# Data provided:
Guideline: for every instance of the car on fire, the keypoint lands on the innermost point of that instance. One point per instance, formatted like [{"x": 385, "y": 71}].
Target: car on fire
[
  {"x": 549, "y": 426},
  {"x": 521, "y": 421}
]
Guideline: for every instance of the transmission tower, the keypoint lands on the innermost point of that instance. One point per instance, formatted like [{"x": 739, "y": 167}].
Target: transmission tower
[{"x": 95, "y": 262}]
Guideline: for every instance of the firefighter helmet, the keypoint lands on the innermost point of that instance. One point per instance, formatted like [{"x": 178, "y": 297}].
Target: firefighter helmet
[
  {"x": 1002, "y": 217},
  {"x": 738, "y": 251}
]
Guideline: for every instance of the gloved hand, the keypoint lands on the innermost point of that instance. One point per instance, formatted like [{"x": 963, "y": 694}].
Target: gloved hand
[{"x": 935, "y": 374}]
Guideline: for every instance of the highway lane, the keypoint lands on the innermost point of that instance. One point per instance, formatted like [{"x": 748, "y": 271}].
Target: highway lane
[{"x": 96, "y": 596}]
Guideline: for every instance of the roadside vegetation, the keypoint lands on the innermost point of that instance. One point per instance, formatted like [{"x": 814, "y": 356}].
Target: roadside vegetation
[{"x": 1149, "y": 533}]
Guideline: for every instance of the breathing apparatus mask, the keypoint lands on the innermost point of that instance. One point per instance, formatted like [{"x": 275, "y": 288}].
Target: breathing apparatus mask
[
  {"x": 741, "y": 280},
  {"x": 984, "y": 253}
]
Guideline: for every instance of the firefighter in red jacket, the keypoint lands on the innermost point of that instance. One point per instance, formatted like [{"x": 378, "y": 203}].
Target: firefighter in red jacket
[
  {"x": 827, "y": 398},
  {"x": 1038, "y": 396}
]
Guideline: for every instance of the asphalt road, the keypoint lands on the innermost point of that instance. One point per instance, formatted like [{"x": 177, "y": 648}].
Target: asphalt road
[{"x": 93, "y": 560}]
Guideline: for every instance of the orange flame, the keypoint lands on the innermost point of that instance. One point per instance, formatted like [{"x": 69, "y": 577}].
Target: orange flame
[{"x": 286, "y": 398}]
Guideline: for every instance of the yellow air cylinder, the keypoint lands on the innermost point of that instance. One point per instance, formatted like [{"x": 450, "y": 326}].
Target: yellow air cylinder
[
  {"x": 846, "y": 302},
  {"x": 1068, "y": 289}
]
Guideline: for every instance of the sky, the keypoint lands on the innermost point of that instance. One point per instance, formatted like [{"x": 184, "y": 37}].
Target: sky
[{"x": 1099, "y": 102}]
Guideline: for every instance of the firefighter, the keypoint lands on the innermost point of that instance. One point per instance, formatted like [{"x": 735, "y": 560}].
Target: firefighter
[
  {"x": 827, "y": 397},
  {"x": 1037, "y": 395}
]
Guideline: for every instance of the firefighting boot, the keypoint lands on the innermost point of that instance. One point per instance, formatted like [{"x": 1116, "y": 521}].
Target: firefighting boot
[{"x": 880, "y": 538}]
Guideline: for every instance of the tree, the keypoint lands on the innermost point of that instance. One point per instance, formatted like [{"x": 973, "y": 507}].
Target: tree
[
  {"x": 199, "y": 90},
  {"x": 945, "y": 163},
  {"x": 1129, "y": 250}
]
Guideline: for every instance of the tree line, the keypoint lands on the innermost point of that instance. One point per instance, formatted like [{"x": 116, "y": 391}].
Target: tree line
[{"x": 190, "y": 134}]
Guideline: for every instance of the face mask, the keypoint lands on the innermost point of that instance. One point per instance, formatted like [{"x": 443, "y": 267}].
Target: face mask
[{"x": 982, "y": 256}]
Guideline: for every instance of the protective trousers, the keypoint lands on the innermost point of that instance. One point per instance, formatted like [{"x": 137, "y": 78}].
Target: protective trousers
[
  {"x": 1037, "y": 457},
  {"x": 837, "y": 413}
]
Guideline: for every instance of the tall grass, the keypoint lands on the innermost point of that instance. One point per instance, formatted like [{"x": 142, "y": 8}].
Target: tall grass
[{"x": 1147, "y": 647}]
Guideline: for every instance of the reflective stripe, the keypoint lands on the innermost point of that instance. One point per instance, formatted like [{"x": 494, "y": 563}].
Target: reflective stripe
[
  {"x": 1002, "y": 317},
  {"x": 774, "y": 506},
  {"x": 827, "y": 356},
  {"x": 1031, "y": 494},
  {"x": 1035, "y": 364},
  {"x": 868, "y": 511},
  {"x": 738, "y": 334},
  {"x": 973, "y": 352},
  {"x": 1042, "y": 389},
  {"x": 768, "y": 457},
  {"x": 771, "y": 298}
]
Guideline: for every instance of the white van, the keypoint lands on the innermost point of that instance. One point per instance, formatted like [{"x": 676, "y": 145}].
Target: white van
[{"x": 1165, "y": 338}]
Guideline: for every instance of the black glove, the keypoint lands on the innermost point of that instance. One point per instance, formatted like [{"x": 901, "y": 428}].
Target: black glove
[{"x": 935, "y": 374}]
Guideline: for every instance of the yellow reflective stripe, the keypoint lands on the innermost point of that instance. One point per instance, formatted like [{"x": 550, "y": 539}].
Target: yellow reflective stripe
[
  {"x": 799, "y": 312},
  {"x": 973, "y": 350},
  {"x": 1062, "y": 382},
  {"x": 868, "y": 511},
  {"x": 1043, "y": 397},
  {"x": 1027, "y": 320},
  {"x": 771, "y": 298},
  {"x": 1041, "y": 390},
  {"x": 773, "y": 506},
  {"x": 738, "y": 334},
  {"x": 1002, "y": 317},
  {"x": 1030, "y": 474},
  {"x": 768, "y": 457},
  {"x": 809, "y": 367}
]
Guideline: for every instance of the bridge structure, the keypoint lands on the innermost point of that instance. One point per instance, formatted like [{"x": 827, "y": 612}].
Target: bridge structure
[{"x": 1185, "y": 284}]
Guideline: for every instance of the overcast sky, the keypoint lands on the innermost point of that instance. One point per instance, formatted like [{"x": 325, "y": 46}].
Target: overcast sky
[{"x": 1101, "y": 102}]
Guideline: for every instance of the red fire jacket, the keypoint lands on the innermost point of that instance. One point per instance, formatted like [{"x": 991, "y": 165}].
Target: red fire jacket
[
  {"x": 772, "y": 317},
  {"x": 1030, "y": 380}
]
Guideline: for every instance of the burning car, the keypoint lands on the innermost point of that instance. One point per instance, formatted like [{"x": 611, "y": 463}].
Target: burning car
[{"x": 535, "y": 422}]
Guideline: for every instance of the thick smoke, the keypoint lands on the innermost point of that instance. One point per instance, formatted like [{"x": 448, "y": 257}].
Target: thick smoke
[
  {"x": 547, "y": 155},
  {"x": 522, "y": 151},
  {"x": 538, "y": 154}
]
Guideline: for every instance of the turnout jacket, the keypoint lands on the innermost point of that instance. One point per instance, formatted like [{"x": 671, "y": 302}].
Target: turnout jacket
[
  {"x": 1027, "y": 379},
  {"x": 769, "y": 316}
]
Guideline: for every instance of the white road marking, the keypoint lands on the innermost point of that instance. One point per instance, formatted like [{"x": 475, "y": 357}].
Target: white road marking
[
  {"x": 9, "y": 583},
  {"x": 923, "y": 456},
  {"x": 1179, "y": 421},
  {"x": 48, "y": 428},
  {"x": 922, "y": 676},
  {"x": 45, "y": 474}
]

# Work task:
Your task is to reproduce all the records above exactly as they appear.

# Task output:
Guideline: for every instance of the car on fire, the keypoint lands on the innermost point of that instance. One point per instance, formatted like [{"x": 385, "y": 71}].
Target: car on fire
[
  {"x": 549, "y": 426},
  {"x": 521, "y": 421}
]
Guideline: for every instance of the transmission tower, the keypoint lands on the innermost point of that instance. One point per instance, formatted like [{"x": 739, "y": 167}].
Target: transmission tower
[{"x": 95, "y": 262}]
Guideline: for every instance of the firefighter helmet, the keypoint lands on the innermost point of that instance. One point per instance, formatted like [{"x": 178, "y": 297}].
Target: firefighter helmet
[
  {"x": 1002, "y": 217},
  {"x": 738, "y": 251}
]
Guideline: for every instance of the gloved hand, the keypoint lands on the innermost point of that instance. One point per instance, formatted like [{"x": 963, "y": 694}].
Target: gloved hand
[{"x": 935, "y": 374}]
Guideline: for every instance of the highway lane, the keypoint lands on the innermost point of that instance. One point per instance, formatted like [{"x": 748, "y": 271}].
Target: highway lane
[{"x": 96, "y": 596}]
Guideline: for every instance of the roadside vegetation, the keypoint lands on the innermost point of that instance. One point per instance, formatted like [{"x": 814, "y": 356}].
Target: roadside vegetation
[{"x": 1149, "y": 533}]
Guideline: for every instance of the breathing apparatus mask, the keypoint lands on the innermost point of that instance. One point per instance, formatted like [{"x": 275, "y": 288}].
Target: breathing apparatus mask
[
  {"x": 741, "y": 280},
  {"x": 984, "y": 253}
]
Guideline: for every instance of the firefighter in red jacket, the keypoint lands on the innermost point of that instance. One point per instance, formatted like [{"x": 378, "y": 203}].
Target: firefighter in red jacket
[
  {"x": 827, "y": 398},
  {"x": 1038, "y": 396}
]
Guideline: for every instance of the asphalt road, the keypoint lands on the innermost point of that instance. One point per instance, formatted like [{"x": 177, "y": 648}].
Target: asphalt road
[{"x": 93, "y": 560}]
Guideline: for every instance of the orange flame, the keypoint lands on the innermost point of that instance. One point per instance, formatted like [{"x": 69, "y": 577}].
Target: orange flame
[{"x": 286, "y": 398}]
Guideline: for every instance of the yellow air cylinder, the keypoint lands on the innermost point of that instance. One point per instance, formatted like [{"x": 450, "y": 326}].
Target: yellow air cylinder
[
  {"x": 846, "y": 302},
  {"x": 1068, "y": 289}
]
Guideline: for every instance of the sky, the keypoint lands on the innermost point of that instance. One point per instance, formatted like [{"x": 184, "y": 37}].
Target: sky
[{"x": 1099, "y": 102}]
Guideline: for every instance of the firefighter, the keypoint lands on the innermost point of that instance. One point per instance, formatted like [{"x": 735, "y": 560}].
Target: firefighter
[
  {"x": 827, "y": 397},
  {"x": 1037, "y": 395}
]
Guideline: for every instance of the firefighting boot, the keypoint lands on the innermost point of that instance. One point per instance, formatted like [{"x": 1116, "y": 521}].
Target: firefighting boot
[{"x": 880, "y": 538}]
Guideline: for every instance of the tree, the keypoint lands on the innermost point of that instance. One point per instance, formatted like [{"x": 973, "y": 507}].
Target: tree
[
  {"x": 199, "y": 90},
  {"x": 945, "y": 163},
  {"x": 1129, "y": 250}
]
Guideline: for every instance of the tree line, the keypoint lands on the innermost point of that instance. One point per instance, formatted like [{"x": 116, "y": 391}].
Target: tree line
[{"x": 190, "y": 134}]
Guideline: for every instance of the face mask, the keypoint lands on the innermost point of that instance. One point per instance, formatted like [{"x": 443, "y": 267}].
Target: face mask
[{"x": 982, "y": 256}]
Guideline: for every instance of the protective trousers, the keypoint lands on the innermost point of that instance. One point per instance, formatted like [{"x": 137, "y": 78}].
Target: protective trousers
[
  {"x": 1037, "y": 457},
  {"x": 837, "y": 413}
]
Guideline: for every instance of the tall grass, the keypoint lands on the innermost point of that instance. One point per instance, formatted like [{"x": 142, "y": 8}].
Target: tall grass
[{"x": 1147, "y": 647}]
Guideline: for every instance of the reflective stripe, the keypoint lands on the innermost point of that instance. One point per instance, formatted like [{"x": 494, "y": 563}].
Target: reflective stripe
[
  {"x": 1002, "y": 317},
  {"x": 774, "y": 506},
  {"x": 827, "y": 356},
  {"x": 1031, "y": 494},
  {"x": 1035, "y": 364},
  {"x": 868, "y": 511},
  {"x": 738, "y": 334},
  {"x": 973, "y": 352},
  {"x": 1042, "y": 389},
  {"x": 768, "y": 457},
  {"x": 771, "y": 298}
]
Guideline: for every instance of the white van, the keypoint lands on the innermost point of that instance. One point per instance, formatted like [{"x": 676, "y": 145}].
Target: white van
[{"x": 1165, "y": 338}]
Guideline: for every instance of the black glove, the keypoint lands on the innermost point of that instance. One point per instance, formatted like [{"x": 901, "y": 428}].
Target: black glove
[{"x": 935, "y": 374}]
Guideline: for every instance of the yellow reflective stripe, the keypoint lands on the innermost point of that instance. One point per instance, formatted like [{"x": 550, "y": 539}].
Target: yellow reflective stripe
[
  {"x": 799, "y": 312},
  {"x": 973, "y": 350},
  {"x": 1062, "y": 382},
  {"x": 868, "y": 511},
  {"x": 1043, "y": 397},
  {"x": 1027, "y": 320},
  {"x": 771, "y": 298},
  {"x": 1041, "y": 390},
  {"x": 773, "y": 506},
  {"x": 738, "y": 334},
  {"x": 1002, "y": 317},
  {"x": 1030, "y": 474},
  {"x": 768, "y": 457},
  {"x": 809, "y": 367}
]
Guideline: for every instance of the bridge structure, the keypoint lands on the innermost point of that instance. One point per instance, formatted like [{"x": 827, "y": 612}].
Target: bridge structure
[{"x": 1185, "y": 284}]
Guideline: for every instance of the overcast sky, the keypoint lands on the innermost point of that instance. One point per instance, formatted like [{"x": 325, "y": 46}].
Target: overcast sky
[{"x": 1101, "y": 102}]
Guideline: for every instance of the red fire jacket, the keypoint lands on the innermost point of that instance. One point per instance, formatted like [{"x": 991, "y": 165}].
Target: red fire jacket
[
  {"x": 772, "y": 317},
  {"x": 1030, "y": 380}
]
Guideline: for every instance of the burning car, the keypoint lands on the innermost point of that instance. One point per instance, formatted like [{"x": 611, "y": 463}].
Target: burning car
[{"x": 535, "y": 422}]
Guideline: for every instance of the thick smoke, the keypoint lands on the innermost point of that instance. One point per instance, formatted like [{"x": 448, "y": 257}].
Target: thick smoke
[
  {"x": 547, "y": 155},
  {"x": 522, "y": 151},
  {"x": 538, "y": 154}
]
Guideline: for every instance of the turnout jacket, the keypoint lands on the innermost point of that instance. One point per instance, formatted like [{"x": 671, "y": 302}].
Target: turnout jacket
[
  {"x": 1027, "y": 379},
  {"x": 769, "y": 316}
]
Guideline: for every instance of the white road marking, the keypoint lands on the innermost point of that instance. One point per instance, formatted like [{"x": 475, "y": 357}].
Target: white road marking
[
  {"x": 9, "y": 583},
  {"x": 923, "y": 456},
  {"x": 1179, "y": 421},
  {"x": 48, "y": 428},
  {"x": 922, "y": 676},
  {"x": 45, "y": 474}
]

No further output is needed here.